В 1922 году Бердяев был принудительно выслан большевиками из Советской России в Германию. С конца 1924 года — во Франции, издавал религиозно-философский журнал «Путь» (1925−40).

С брошюры «Новое средневековье» (1924) начинается всемирная известность Бердяева, постепенно складывается имидж «эксперта по русской культуре» и «главного посредника между русским и западным мировоззрениями», а равно и организатора диалога между всеми христианскими конфессиями. В 1947 удостоен звания «почетный доктор богословия Кембриджского университета».

Основные произведения Бердяева:

— «Смысл творчества» (1916);

— «Философия свободного духа» (1927−28);

— «Истоки и смысл русского коммунизма» (1937);

— «Опыт эсхатологической метафизики» (1947);

— «Русская идея» (1948);

— «Самопознание» (1949).

Квинтэссенция воззрений

Бердяев считается типичным дуалистом, поскольку его учение основано на противопоставлении двух миров: духовного и объективного. В первом свободно творят Бог и Человек. Во втором – все подчиненно необходимости.

Справка: «Я исповедую почти манихейский дуализм», — честно признавался сам Бердяев, а после весьма натужно убеждал себя двигаться к «пантеистическому монизму» в духе Владимира Соловьева.

Бердяевские «миры» взаимосвязаны. Духовное в творческом самозабвении способно прорываться в эмпирический мир. Такое «ниспадение свободы в необходимость» Бердяев называет «объективацией». Объективизированные «плоды духа» подчиняются всем законам необходимости (пространства-времени, причинности, логики). Объективный мир угнетает и порабощает дух. Этот мир – тюрьма, источник разобщения и вражды, зла и страданий. И только в творчестве дух вновь и вновь обретает свободу, вырывается из плена необходимости, достигает абсолютного. Таков, по Бердяеву, высочайший смысл мирской круговерти.

→ **Записи указаний**
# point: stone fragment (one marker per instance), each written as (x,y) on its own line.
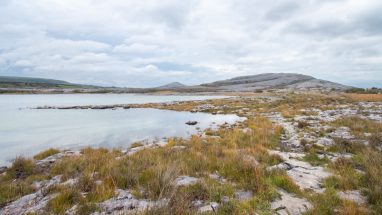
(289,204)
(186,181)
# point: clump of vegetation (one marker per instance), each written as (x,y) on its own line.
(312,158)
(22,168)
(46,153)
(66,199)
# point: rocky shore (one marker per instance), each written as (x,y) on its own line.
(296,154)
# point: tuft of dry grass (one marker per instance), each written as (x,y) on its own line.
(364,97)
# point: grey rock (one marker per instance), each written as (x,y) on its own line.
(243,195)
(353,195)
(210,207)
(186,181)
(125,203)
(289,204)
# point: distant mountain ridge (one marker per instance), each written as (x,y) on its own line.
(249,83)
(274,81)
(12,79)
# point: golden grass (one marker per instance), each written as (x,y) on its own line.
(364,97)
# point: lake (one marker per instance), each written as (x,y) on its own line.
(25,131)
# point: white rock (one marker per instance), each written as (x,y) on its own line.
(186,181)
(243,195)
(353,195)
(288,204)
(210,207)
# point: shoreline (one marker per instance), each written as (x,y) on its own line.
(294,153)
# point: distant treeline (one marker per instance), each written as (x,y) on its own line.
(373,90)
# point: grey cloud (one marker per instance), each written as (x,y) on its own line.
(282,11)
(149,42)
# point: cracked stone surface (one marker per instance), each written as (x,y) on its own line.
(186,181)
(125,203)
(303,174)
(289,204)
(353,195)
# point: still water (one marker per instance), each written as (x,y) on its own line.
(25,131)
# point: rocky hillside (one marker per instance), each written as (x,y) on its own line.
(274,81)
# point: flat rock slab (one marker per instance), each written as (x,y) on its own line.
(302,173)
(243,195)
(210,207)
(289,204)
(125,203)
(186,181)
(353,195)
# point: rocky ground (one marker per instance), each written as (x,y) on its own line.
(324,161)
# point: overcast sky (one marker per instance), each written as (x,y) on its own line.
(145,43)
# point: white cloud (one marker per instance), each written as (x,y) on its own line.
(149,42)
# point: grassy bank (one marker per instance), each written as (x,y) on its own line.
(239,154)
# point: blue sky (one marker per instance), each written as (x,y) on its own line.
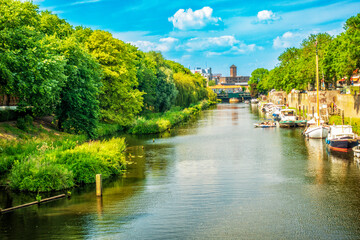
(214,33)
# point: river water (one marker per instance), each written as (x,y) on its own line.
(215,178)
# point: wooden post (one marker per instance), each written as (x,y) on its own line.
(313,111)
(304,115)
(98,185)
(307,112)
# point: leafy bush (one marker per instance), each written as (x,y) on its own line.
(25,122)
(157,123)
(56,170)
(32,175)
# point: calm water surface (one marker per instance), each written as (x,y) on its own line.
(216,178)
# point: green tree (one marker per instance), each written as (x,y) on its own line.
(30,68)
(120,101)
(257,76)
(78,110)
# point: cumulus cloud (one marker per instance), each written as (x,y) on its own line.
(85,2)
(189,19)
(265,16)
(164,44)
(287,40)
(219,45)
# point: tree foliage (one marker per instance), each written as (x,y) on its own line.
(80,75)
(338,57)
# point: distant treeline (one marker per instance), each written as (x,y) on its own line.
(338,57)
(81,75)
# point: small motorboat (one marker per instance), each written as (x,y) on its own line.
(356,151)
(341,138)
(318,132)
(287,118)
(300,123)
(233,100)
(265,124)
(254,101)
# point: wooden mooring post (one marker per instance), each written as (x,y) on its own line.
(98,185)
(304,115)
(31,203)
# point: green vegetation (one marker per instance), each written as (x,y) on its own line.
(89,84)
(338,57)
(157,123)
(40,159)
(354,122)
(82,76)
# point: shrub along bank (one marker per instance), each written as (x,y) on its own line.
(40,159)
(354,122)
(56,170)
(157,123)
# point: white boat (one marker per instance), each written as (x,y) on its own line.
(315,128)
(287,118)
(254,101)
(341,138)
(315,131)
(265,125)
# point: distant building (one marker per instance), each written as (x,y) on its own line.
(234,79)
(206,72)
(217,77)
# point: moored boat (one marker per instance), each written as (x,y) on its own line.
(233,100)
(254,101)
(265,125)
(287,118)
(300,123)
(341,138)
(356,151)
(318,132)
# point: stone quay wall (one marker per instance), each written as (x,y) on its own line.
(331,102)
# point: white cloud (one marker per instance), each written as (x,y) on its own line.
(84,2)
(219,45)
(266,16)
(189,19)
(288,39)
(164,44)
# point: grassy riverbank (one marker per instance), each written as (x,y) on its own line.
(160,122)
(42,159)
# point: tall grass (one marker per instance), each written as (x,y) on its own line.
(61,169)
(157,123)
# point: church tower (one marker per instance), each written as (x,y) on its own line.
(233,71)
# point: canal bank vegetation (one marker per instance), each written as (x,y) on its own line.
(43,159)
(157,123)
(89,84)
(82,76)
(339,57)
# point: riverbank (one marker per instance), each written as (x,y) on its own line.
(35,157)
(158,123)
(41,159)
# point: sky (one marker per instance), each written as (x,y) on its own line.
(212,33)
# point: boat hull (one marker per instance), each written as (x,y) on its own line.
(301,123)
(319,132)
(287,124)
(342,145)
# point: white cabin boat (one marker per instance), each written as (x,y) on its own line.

→ **ЗАДАНИЯ**
1. В каком году, согласно фрагменту о Бердяеве, он получил звание почетного доктора богословия Кембриджского университета?
2. Напишите продолжение фрагмента о Бердяеве, начиная сразу после его последнего предложения.

→ **ОТВЕТЫ**
1. В 1947 году.

2.
Бердяев склонен облекать свое учение в традиционную религиозную фразеологию. Например, «мир свободного духа» он величает «Эоном» (как теологи) и «Евангельским Царством Божьим» (как простые верующие). Одухотворение жизни – «эсхатологическим планом бытия», уточняя, что именно «в творческом акте, как вспышка, является конечный смысл бытия».

История в целом для Бердяева скачкообразна, так как творческие порывы Духа лишь время от времени вторгаются в нее и переносят из одной омертвелой объективности в другую. При этом и Абсолютный дух (Бог), и творческие личности лишь являют себя миру, а не управляют им постоянно.

По этике Бердяева, безнравственно не замечать «объективный мир», смиряться или приспосабливаться к нему – нравственно же «мужественно противиться» мирскому злу, вести с ним «героическую борьбу».

«Человеческая личность» у Бердяева, как творческое и свободное существо, чуждо даже собственной «эмпирической оболочке». Однако «лучшие из лучших», прорываясь в объективное, стремятся усовершенствовать и себя и жизнь так, чтобы во всем была обеспечена максимальная степень свободы творчества.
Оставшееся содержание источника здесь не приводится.